*TASK REQUIREMENTS:* Rewrite the records, changing every "post-event" to "pre-event" and keeping everything else the same.

==== RAW DATA ====

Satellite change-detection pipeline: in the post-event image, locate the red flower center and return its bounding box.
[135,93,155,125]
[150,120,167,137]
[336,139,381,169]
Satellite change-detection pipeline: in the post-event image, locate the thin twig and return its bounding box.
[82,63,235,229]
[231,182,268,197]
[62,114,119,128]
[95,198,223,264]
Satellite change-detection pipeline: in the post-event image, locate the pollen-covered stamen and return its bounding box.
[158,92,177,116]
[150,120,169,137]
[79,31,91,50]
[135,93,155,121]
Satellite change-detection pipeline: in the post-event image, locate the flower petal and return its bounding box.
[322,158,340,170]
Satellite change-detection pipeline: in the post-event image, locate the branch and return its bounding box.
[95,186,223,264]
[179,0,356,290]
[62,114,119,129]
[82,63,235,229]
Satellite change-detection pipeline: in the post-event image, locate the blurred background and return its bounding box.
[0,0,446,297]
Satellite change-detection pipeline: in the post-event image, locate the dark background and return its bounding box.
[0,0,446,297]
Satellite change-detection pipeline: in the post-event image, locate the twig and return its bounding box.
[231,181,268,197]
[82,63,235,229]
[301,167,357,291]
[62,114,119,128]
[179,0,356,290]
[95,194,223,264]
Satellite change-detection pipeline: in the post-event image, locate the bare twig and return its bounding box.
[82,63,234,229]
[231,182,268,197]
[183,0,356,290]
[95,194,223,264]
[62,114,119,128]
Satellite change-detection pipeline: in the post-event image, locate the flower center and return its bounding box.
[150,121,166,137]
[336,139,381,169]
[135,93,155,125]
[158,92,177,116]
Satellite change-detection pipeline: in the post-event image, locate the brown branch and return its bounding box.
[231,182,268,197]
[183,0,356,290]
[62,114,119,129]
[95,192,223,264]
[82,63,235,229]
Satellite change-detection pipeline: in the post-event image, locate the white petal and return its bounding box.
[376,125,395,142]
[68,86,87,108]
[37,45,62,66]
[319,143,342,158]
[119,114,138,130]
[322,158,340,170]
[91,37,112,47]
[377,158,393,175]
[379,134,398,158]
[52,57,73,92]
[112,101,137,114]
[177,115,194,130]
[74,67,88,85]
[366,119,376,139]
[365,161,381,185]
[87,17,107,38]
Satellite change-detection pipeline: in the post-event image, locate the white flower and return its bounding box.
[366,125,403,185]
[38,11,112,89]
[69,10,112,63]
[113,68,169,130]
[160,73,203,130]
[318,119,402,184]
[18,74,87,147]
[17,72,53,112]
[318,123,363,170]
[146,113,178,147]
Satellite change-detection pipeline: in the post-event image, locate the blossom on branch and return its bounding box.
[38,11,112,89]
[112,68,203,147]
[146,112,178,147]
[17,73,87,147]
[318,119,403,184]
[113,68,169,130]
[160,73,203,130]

====

*TASK ANSWER:*
Satellite change-detection pipeline: in the pre-event image, locate the red flower center and return its bounding box.
[135,93,155,125]
[150,120,167,137]
[336,139,381,169]
Satellite change-detection pipeline: in the pre-event image, locate the thin twig and return its bounding box.
[82,63,235,229]
[231,182,268,197]
[62,114,119,128]
[95,198,223,264]
Satellite change-detection pipeline: in the pre-event image, locate the pollen-covered stamen and return its bounding box.
[158,92,177,116]
[150,120,169,137]
[79,31,91,50]
[135,93,155,121]
Satellite change-detection pipeline: in the pre-event image, locate the flower petal and return its bounding box.
[322,158,340,170]
Satellite change-detection pipeline: in the pre-event image, locate the branch and return its bounding box.
[95,186,223,264]
[179,0,356,290]
[62,114,119,129]
[82,63,235,229]
Satellite change-detection pipeline: in the pre-event image, locate the blurred background and return its bounding box.
[0,0,446,297]
Satellite change-detection pipeline: in the pre-event image, locate the dark background and return its bounding box.
[0,0,446,297]
Satellite change-detection pipeline: in the pre-event image, locate the twig and return its bounding box.
[231,181,268,197]
[82,63,235,229]
[301,167,357,291]
[62,114,119,128]
[179,0,356,290]
[95,194,223,264]
Satellite change-detection pipeline: in the pre-event image, locate the bare twig and return its bounding box.
[82,63,234,229]
[231,182,268,197]
[183,0,356,290]
[95,194,223,264]
[62,114,119,128]
Satellite change-detection pipeline: in the pre-event image, locate the flower center and return its bounding box.
[150,121,166,137]
[336,139,381,169]
[135,93,155,125]
[158,92,177,116]
Satellite change-detection pipeline: in the pre-event image, locate the brown branch and return its bounding box.
[231,182,268,197]
[183,0,356,290]
[62,114,119,129]
[95,192,223,264]
[82,63,235,229]
Satellite change-detection pipeline: in the pre-event image, locate the white petal and return its bounding box.
[376,125,395,142]
[68,86,87,108]
[37,45,62,66]
[319,143,342,158]
[119,114,138,130]
[322,158,340,170]
[91,37,112,47]
[377,158,393,175]
[379,134,398,158]
[52,57,73,92]
[112,101,137,114]
[177,115,194,130]
[74,67,88,85]
[366,119,376,139]
[365,161,381,185]
[87,17,107,38]
Satellite change-detection pipeline: in the pre-event image, locate the white flower and return its bounding box.
[366,125,403,185]
[38,11,112,89]
[69,10,112,63]
[113,68,169,130]
[160,73,203,130]
[318,119,402,184]
[18,74,87,147]
[17,72,53,112]
[318,123,363,170]
[146,113,178,147]
Satellite change-detection pipeline: in the pre-event image, locate the blossom on branch and return its bounding box.
[38,11,112,89]
[112,68,203,147]
[146,112,178,147]
[17,73,87,147]
[318,119,403,184]
[113,68,169,130]
[160,73,203,130]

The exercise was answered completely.